> **Document text**:
<<<<
Jorge Posada, C: .265/.373/.464, 9 HR, 29 RBI, 14.8 VORP

When healthy, Posada has been his typical self at the plate, which is damn impressive for a 38-year-old catcher. The trick is he hasn’t been terribly healthy (missing games due to a strained calf and sprained finger spending the second half of May on the disabled list with a broken foot), and hasn’t done all that much catching (just 36 games against 20 at DH and 48 starts behind the plate for Francisco Cervelli).

B-

Nick Swisher, RF: .298/.377/.524, 15 HR, 49 RBI, 25.1 VORP

Check this out:

Swisher pre-NYY: .244/.354/.451 (112 OPS+)
Swisher 2009: .249/.371/.498 (129 OPS+)
Swisher 2010: .298/.377/.524 (144 OPS+)

That’s something you like to see from a player in his late 20s, but one worries about the degree to which his performance thus far this year is propped up by that big jump in batting average. Yes, Swisher and hitting coach Kevin Long specifically targeted Swisher’s historically poor averages in revamping his swing, but when you look closer, Swisher’s isolated slugging is down from 2009 and his walk rate is actually at a career low. It’s worth the trade if he can continue to hit .300, but that’s less reliable than power and taking ball four. Still, I’m grading what he’s done, not what he’ll do.

A-

Curtis Granderson, CF: .240/.309/.409, 7 HR, 24 RBI, 7 SB (100%), 6.1 VORP

A groin injury tore a hole in Granderson’s first half, shelving him for most of May. That plus a hot start (.326/.370/.605 in his first 11 games) has helped keep the heat off the Yankees’ big offseason acquisition. I’m here to reapply it. Granderson has hit just .220/.296/.363 since May 18 and is hitting just .207/.250/.287 against lefties, doing little to overcome that career-long bugaboo. His play in center has been strong, but that’s not much return for Austin Jackson (who, to be fair, has hit just .249/.306/.326 since May 10), Ian Kennedy (109 ERA+, 2.38 K/BB for the Diamondbacks), and lefty Phil Coke (2.48 ERA in 42 games for the Tigers), all of whom are younger and cheaper. Granderson has plenty of time to prove his value, but he’ll be 30 next March and his OPS+s over the last four years point in the wrong direction: 135, 123, 100, 95 . . .
>>>>
(Object position labeling data)
<<<<
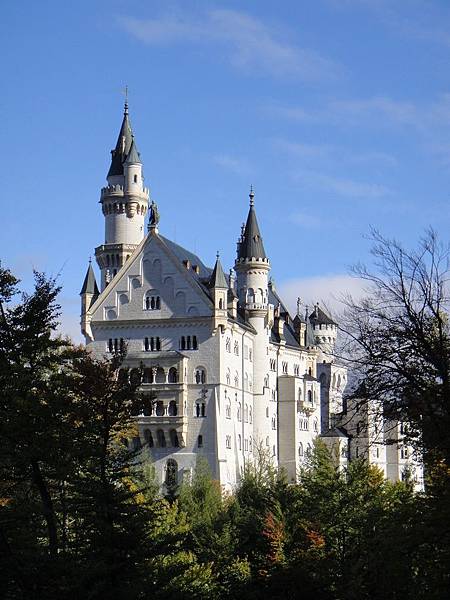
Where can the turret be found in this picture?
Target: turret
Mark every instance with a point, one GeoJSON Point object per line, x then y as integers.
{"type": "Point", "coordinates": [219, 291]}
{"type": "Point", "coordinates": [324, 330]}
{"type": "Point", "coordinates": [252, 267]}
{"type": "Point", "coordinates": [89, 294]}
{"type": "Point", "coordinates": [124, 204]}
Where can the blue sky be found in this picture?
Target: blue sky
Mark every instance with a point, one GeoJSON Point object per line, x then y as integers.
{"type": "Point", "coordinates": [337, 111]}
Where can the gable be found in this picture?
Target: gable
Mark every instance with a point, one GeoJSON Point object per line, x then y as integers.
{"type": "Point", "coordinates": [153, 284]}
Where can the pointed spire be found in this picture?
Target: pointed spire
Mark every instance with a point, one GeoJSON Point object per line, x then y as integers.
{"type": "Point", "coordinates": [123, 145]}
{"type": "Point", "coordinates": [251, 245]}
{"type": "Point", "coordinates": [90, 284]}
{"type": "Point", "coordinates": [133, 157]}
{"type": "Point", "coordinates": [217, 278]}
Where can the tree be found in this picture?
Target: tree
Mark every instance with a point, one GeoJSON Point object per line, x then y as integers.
>>>>
> **Objective 1**: Using the Yankees report, decide whether each statement is true: (a) Posada spent the second half of May on the disabled list with a broken foot; (b) Swisher's walk rate this year is at a career high; (c) Granderson has not been caught stealing. Answer yes or no for each and quote the deciding words.
> **Objective 2**: List every person named in the Yankees report.
Rely on the Yankees report alone.

> **Written solution 1**:
(a) Yes: "spending the second half of May on the disabled list with a broken foot"
(b) No: "his walk rate is actually at a career low"
(c) Yes: "7 SB (100%)"

> **Written solution 2**:
Jorge Posada
Francisco Cervelli
Nick Swisher
Kevin Long
Curtis Granderson
Austin Jackson
Ian Kennedy
Phil Coke